(Dataset excerpts begins)

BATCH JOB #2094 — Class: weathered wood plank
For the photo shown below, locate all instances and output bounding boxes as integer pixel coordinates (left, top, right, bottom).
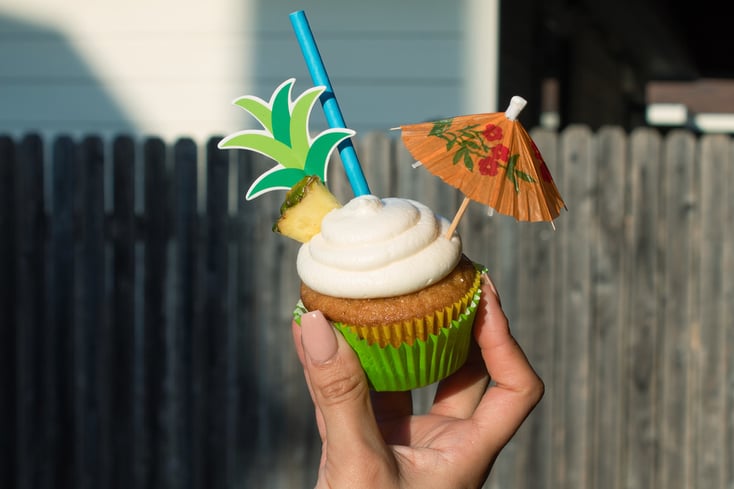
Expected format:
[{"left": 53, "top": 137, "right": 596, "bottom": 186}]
[
  {"left": 554, "top": 125, "right": 595, "bottom": 489},
  {"left": 695, "top": 134, "right": 730, "bottom": 489},
  {"left": 625, "top": 127, "right": 663, "bottom": 489},
  {"left": 142, "top": 137, "right": 169, "bottom": 489},
  {"left": 686, "top": 130, "right": 704, "bottom": 489},
  {"left": 109, "top": 135, "right": 137, "bottom": 489},
  {"left": 201, "top": 136, "right": 234, "bottom": 489},
  {"left": 14, "top": 134, "right": 46, "bottom": 489},
  {"left": 46, "top": 136, "right": 77, "bottom": 489},
  {"left": 591, "top": 126, "right": 626, "bottom": 489},
  {"left": 658, "top": 130, "right": 697, "bottom": 489},
  {"left": 73, "top": 136, "right": 107, "bottom": 489},
  {"left": 170, "top": 137, "right": 198, "bottom": 489},
  {"left": 0, "top": 135, "right": 16, "bottom": 489},
  {"left": 725, "top": 138, "right": 734, "bottom": 489}
]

(Dataset excerpts ends)

Requirement =>
The material above must be reproduced line for line, with the images omitted.

Output below =>
BATCH JOB #2094 — Class: weathered wood plank
For the photo shown below, locate all instances and output bounding boxes as integer pixel coordinates (left, top, right, bottom).
Expected format:
[{"left": 53, "top": 137, "right": 596, "bottom": 186}]
[
  {"left": 554, "top": 125, "right": 595, "bottom": 489},
  {"left": 695, "top": 134, "right": 730, "bottom": 489},
  {"left": 625, "top": 127, "right": 663, "bottom": 489},
  {"left": 142, "top": 137, "right": 169, "bottom": 489},
  {"left": 686, "top": 130, "right": 704, "bottom": 489},
  {"left": 109, "top": 135, "right": 137, "bottom": 489},
  {"left": 201, "top": 136, "right": 234, "bottom": 489},
  {"left": 14, "top": 134, "right": 46, "bottom": 489},
  {"left": 46, "top": 136, "right": 77, "bottom": 489},
  {"left": 591, "top": 126, "right": 626, "bottom": 489},
  {"left": 658, "top": 130, "right": 697, "bottom": 489},
  {"left": 73, "top": 136, "right": 107, "bottom": 489},
  {"left": 170, "top": 137, "right": 198, "bottom": 489},
  {"left": 0, "top": 135, "right": 16, "bottom": 489},
  {"left": 725, "top": 138, "right": 734, "bottom": 489}
]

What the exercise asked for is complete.